● **PROBLEM TO WORK ON**:
Please repeat the data below exactly, with the pictures removed.
+++
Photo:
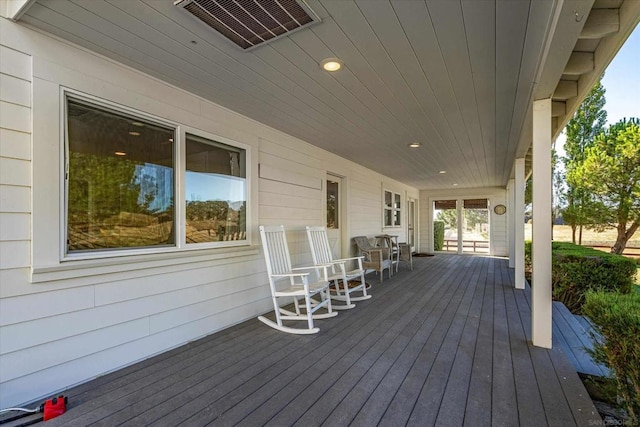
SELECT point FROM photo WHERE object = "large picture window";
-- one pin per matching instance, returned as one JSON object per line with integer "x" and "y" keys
{"x": 392, "y": 209}
{"x": 121, "y": 178}
{"x": 120, "y": 184}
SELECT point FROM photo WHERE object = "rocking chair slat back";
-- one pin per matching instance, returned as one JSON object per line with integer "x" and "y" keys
{"x": 277, "y": 251}
{"x": 321, "y": 249}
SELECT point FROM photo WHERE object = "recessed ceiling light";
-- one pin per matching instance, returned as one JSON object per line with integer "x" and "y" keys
{"x": 331, "y": 64}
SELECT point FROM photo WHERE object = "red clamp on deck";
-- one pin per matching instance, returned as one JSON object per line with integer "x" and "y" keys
{"x": 54, "y": 407}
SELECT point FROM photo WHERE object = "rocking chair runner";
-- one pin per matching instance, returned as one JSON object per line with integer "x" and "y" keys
{"x": 299, "y": 286}
{"x": 322, "y": 255}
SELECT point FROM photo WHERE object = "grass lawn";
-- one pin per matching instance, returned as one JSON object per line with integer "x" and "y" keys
{"x": 562, "y": 233}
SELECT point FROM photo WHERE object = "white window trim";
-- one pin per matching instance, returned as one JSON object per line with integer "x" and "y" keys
{"x": 49, "y": 258}
{"x": 392, "y": 209}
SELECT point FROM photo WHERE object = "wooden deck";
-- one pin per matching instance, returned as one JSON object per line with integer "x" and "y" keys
{"x": 572, "y": 335}
{"x": 446, "y": 345}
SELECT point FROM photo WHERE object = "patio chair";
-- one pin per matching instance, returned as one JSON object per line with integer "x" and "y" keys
{"x": 298, "y": 285}
{"x": 322, "y": 255}
{"x": 375, "y": 259}
{"x": 400, "y": 252}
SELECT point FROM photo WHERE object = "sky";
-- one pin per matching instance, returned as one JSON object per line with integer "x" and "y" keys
{"x": 622, "y": 81}
{"x": 622, "y": 84}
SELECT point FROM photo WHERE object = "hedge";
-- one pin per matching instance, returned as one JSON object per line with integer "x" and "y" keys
{"x": 617, "y": 319}
{"x": 579, "y": 269}
{"x": 438, "y": 235}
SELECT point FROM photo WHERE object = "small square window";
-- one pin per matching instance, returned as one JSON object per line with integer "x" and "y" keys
{"x": 216, "y": 192}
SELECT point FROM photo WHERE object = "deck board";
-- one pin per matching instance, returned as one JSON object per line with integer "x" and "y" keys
{"x": 445, "y": 344}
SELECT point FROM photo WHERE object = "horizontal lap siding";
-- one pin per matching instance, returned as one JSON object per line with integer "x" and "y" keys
{"x": 59, "y": 332}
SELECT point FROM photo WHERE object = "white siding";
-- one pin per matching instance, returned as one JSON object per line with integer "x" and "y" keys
{"x": 498, "y": 238}
{"x": 62, "y": 323}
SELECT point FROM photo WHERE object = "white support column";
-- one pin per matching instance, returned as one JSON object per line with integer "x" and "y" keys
{"x": 459, "y": 208}
{"x": 518, "y": 216}
{"x": 541, "y": 255}
{"x": 511, "y": 224}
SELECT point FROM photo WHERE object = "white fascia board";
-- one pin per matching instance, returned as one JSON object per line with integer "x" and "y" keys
{"x": 14, "y": 9}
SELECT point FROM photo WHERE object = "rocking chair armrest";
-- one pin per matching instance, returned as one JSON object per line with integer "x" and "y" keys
{"x": 290, "y": 275}
{"x": 324, "y": 268}
{"x": 341, "y": 260}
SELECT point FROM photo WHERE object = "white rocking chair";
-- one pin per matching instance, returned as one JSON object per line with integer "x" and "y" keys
{"x": 299, "y": 287}
{"x": 322, "y": 256}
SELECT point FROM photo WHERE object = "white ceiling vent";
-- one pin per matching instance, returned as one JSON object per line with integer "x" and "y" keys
{"x": 250, "y": 23}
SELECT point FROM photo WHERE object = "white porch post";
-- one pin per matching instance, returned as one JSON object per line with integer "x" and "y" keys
{"x": 541, "y": 275}
{"x": 518, "y": 217}
{"x": 511, "y": 225}
{"x": 459, "y": 208}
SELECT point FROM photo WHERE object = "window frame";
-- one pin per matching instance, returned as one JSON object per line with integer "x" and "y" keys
{"x": 395, "y": 213}
{"x": 180, "y": 132}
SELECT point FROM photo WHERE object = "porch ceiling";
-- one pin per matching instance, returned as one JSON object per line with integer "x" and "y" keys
{"x": 456, "y": 76}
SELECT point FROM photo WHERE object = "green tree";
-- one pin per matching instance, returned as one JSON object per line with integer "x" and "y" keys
{"x": 587, "y": 122}
{"x": 610, "y": 173}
+++
● **ANSWER SECTION**:
Photo:
SELECT point FROM photo WHERE object = "large picture window";
-- one pin per matching instance, returned as one JSON object per line with integer "x" and "y" keys
{"x": 392, "y": 209}
{"x": 121, "y": 178}
{"x": 120, "y": 184}
SELECT point FROM photo WHERE object = "rocking chair slat back";
-- one pin per matching instance, returned as one JSON object per line with integer "x" and "y" keys
{"x": 277, "y": 251}
{"x": 321, "y": 249}
SELECT point FROM photo WHERE object = "recessed ceiling light";
-- one pin per matching instance, returned as one JSON object per line with integer "x" and "y" keys
{"x": 331, "y": 64}
SELECT point FROM photo WHERE object = "red clamp on deck";
-- one pin per matching instance, returned as one JSON object per line with integer "x" and "y" keys
{"x": 54, "y": 407}
SELECT point FROM photo WHERE object = "rocking chair runner";
-- one pin per matching instance, returned as one JSON object per line with integer "x" and "y" keys
{"x": 299, "y": 286}
{"x": 322, "y": 255}
SELECT point FROM photo WHERE object = "grass lawn";
-- one pin per matching instance, returned as one JSON object per line with integer "x" and "y" keys
{"x": 562, "y": 233}
SELECT point FROM photo WHERE object = "white window trim";
-- one pin per matching instance, returned as one JSON object per line with integer "x" and "y" keys
{"x": 49, "y": 258}
{"x": 392, "y": 209}
SELECT point FROM photo WHERE object = "wooden deck";
-- one pin per matching instance, returned as one JSON object per line with integer "x" and "y" keys
{"x": 572, "y": 335}
{"x": 446, "y": 345}
SELECT point FROM photo WHERE object = "patio chair";
-- one pin per matching instance, returned as one JSON object per line with integer "x" and "y" keys
{"x": 298, "y": 285}
{"x": 322, "y": 255}
{"x": 375, "y": 259}
{"x": 400, "y": 252}
SELECT point FROM photo WHERE object = "sky";
-- one pin per matching instance, returned as one JSON object per line with integer "x" and "y" keys
{"x": 622, "y": 81}
{"x": 622, "y": 84}
SELECT point FROM photo WHERE object = "hedge";
-- one pin per matching instance, returned as one JSON object per line with integer "x" and "y" keys
{"x": 617, "y": 319}
{"x": 579, "y": 269}
{"x": 438, "y": 235}
SELECT point FROM photo WHERE object = "small square window";
-- one pin per matching instance, returned as one JSON object per line with integer "x" and "y" keys
{"x": 216, "y": 192}
SELECT point FROM photo WHERE object = "deck board";
-- one pin per matching instance, returned as one JSON object per line with integer "x" and "y" keys
{"x": 445, "y": 344}
SELECT point FROM photo WHERE object = "horizontal lap siding";
-- one pin per matching instance, returned as one JSON object per line with integer "x" and "y" keys
{"x": 59, "y": 332}
SELECT point FROM photo WHERE object = "white siding";
-- one pin per matching instance, returned as one JSON object per line with integer "x" and "y" keys
{"x": 498, "y": 238}
{"x": 62, "y": 323}
SELECT point FROM photo WHERE object = "white support column";
-- one pin per matching instance, returned as one JSON object per line with integer "x" and "y" keys
{"x": 459, "y": 208}
{"x": 518, "y": 216}
{"x": 541, "y": 255}
{"x": 511, "y": 224}
SELECT point FROM photo WHERE object = "white fascia board";
-- one pin per matching instance, returned as one JSON object per line with integer "x" and "y" keys
{"x": 14, "y": 9}
SELECT point FROM photo WHERE object = "rocking chair armrest";
-- one pin per matching instance, returned as one JSON object per line with integer "x" and "y" keys
{"x": 290, "y": 275}
{"x": 324, "y": 268}
{"x": 341, "y": 260}
SELECT point FROM photo WHERE object = "white rocking chair";
-- one pin per matching instance, returned as one JSON object per line with integer "x" and "y" keys
{"x": 299, "y": 287}
{"x": 322, "y": 256}
SELECT point FROM photo WHERE object = "white ceiling vent";
-- one pin per matching instance, returned as one JSON object per line with integer "x" and "y" keys
{"x": 250, "y": 23}
SELECT point FROM photo WHERE object = "white porch post";
-- one pin per matching instance, returned as one JSON object per line with integer "x" and "y" keys
{"x": 541, "y": 275}
{"x": 518, "y": 217}
{"x": 511, "y": 225}
{"x": 459, "y": 208}
SELECT point FROM photo WHERE object = "window frame";
-- one pin per matching instance, returned as one JSON object per line with integer "x" and "y" keys
{"x": 395, "y": 213}
{"x": 180, "y": 132}
SELECT point FROM photo WHERE object = "porch ceiling";
-- one pin per matching instance, returned as one JSON object per line with integer "x" and "y" keys
{"x": 456, "y": 76}
SELECT point FROM photo WHERE object = "green tree";
-- one pin per matching instance, returned as one JSON object per line with integer "x" and "y" keys
{"x": 587, "y": 122}
{"x": 610, "y": 173}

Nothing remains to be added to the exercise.